** start Exercise inputs **
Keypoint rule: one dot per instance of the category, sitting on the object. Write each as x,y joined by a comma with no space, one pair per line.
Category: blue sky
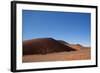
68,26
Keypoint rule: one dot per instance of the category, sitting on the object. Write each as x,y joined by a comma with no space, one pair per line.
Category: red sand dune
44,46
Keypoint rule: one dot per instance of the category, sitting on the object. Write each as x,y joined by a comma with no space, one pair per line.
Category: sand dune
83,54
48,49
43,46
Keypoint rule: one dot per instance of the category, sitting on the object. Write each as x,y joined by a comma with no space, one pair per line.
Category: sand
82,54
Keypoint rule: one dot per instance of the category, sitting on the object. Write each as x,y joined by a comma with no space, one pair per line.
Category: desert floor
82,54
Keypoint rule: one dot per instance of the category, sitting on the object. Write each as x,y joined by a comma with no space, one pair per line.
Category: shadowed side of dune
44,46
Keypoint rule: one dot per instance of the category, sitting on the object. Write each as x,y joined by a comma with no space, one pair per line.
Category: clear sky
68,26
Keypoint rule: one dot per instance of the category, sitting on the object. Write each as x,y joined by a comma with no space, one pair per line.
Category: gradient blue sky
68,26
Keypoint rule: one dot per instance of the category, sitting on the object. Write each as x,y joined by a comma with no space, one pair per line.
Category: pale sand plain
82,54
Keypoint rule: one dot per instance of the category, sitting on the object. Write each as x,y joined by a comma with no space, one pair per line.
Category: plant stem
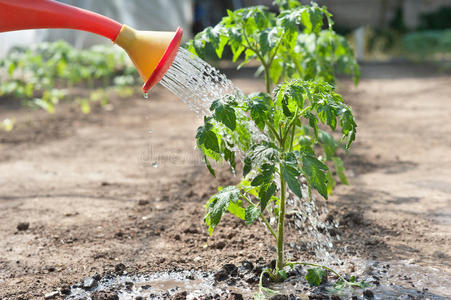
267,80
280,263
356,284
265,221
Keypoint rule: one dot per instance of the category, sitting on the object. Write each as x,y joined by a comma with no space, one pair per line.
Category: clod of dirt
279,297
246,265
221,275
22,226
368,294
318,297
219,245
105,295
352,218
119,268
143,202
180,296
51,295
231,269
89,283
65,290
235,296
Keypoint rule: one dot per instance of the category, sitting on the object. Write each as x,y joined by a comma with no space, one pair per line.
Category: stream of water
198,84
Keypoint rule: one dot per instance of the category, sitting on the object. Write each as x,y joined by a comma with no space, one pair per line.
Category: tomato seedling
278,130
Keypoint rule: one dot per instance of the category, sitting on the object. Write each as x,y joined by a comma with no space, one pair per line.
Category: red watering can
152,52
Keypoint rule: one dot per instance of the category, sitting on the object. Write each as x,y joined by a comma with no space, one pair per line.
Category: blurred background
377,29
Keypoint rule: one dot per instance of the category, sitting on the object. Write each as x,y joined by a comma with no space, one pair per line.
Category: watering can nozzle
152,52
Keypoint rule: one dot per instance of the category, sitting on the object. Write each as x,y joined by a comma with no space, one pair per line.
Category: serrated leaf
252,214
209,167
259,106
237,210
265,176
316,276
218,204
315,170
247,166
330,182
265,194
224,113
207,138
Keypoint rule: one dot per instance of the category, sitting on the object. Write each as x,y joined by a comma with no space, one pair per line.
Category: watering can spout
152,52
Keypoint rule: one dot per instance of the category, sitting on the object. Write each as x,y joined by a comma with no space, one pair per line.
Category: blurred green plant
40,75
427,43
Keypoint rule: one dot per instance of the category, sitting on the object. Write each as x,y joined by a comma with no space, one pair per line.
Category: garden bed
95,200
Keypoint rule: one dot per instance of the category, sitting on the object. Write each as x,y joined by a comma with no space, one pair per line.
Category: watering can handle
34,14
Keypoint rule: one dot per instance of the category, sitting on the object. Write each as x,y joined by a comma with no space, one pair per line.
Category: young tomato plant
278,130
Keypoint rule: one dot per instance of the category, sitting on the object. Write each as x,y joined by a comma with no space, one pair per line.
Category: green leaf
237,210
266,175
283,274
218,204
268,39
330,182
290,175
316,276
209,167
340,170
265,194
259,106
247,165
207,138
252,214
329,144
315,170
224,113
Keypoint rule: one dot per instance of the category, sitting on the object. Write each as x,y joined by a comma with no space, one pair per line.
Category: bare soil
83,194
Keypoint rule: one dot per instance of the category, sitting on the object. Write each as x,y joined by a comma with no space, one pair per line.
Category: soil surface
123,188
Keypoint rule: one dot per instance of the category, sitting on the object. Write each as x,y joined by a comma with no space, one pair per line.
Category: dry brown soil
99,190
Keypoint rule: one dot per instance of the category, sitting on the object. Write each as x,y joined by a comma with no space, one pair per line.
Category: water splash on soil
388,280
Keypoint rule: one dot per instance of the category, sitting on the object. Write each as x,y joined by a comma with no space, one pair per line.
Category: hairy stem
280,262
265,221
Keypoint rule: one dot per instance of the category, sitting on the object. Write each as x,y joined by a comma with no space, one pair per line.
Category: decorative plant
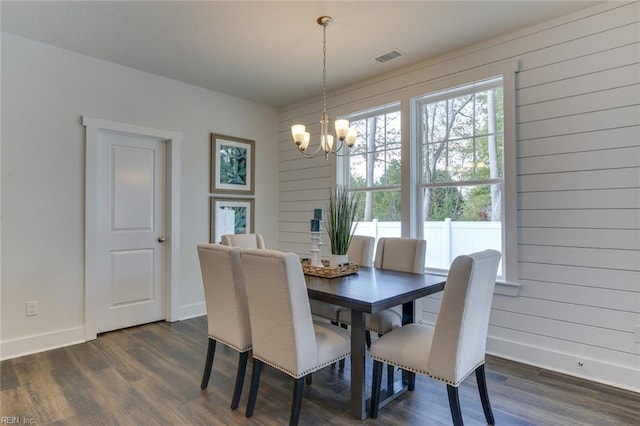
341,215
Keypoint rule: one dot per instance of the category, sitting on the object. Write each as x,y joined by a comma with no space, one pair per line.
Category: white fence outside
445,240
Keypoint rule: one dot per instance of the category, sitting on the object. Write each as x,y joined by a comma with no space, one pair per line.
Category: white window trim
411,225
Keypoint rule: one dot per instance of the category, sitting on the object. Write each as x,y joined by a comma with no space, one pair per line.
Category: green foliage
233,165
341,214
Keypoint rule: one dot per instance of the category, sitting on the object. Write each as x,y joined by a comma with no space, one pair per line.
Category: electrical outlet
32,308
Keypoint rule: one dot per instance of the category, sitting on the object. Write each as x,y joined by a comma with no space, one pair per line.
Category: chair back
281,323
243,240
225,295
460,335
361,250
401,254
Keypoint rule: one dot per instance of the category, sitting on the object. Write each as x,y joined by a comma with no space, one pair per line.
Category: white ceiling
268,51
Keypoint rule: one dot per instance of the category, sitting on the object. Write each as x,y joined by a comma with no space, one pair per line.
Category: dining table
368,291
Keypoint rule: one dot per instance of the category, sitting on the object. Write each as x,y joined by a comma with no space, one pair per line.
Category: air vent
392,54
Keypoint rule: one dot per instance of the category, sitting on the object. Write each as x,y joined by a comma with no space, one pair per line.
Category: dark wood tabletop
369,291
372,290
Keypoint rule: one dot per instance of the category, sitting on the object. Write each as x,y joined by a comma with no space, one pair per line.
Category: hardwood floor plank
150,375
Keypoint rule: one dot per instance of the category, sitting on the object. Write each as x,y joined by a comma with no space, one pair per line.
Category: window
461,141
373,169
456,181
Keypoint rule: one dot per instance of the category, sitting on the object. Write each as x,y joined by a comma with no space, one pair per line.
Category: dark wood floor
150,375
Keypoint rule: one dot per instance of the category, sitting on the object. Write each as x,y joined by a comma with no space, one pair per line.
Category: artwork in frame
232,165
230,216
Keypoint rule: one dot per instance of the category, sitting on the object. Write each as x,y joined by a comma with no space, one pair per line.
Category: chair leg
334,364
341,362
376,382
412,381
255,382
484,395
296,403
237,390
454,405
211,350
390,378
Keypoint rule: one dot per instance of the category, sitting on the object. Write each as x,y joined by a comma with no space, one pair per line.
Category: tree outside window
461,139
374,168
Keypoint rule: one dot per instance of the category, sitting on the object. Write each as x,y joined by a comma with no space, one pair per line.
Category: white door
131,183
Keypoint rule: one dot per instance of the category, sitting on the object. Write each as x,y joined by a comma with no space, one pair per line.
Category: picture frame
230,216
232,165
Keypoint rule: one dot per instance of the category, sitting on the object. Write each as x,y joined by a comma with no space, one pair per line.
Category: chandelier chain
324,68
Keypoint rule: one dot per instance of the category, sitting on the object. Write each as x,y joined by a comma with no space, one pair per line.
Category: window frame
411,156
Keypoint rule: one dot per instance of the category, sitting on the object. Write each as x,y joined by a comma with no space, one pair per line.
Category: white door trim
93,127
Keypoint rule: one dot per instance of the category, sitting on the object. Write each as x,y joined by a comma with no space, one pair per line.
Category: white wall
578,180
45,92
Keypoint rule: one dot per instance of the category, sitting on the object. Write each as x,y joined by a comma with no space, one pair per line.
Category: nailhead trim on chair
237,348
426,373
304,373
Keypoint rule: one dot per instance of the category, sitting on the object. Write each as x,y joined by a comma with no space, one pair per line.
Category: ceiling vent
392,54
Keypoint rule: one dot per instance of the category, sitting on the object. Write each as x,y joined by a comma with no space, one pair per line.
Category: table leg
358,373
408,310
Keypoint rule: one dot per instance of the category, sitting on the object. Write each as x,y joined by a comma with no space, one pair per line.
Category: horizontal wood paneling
** end Exercise inputs **
How many lines in the rows above contain the string "floor", counting only matches with the same case? Reply with the number alone.

3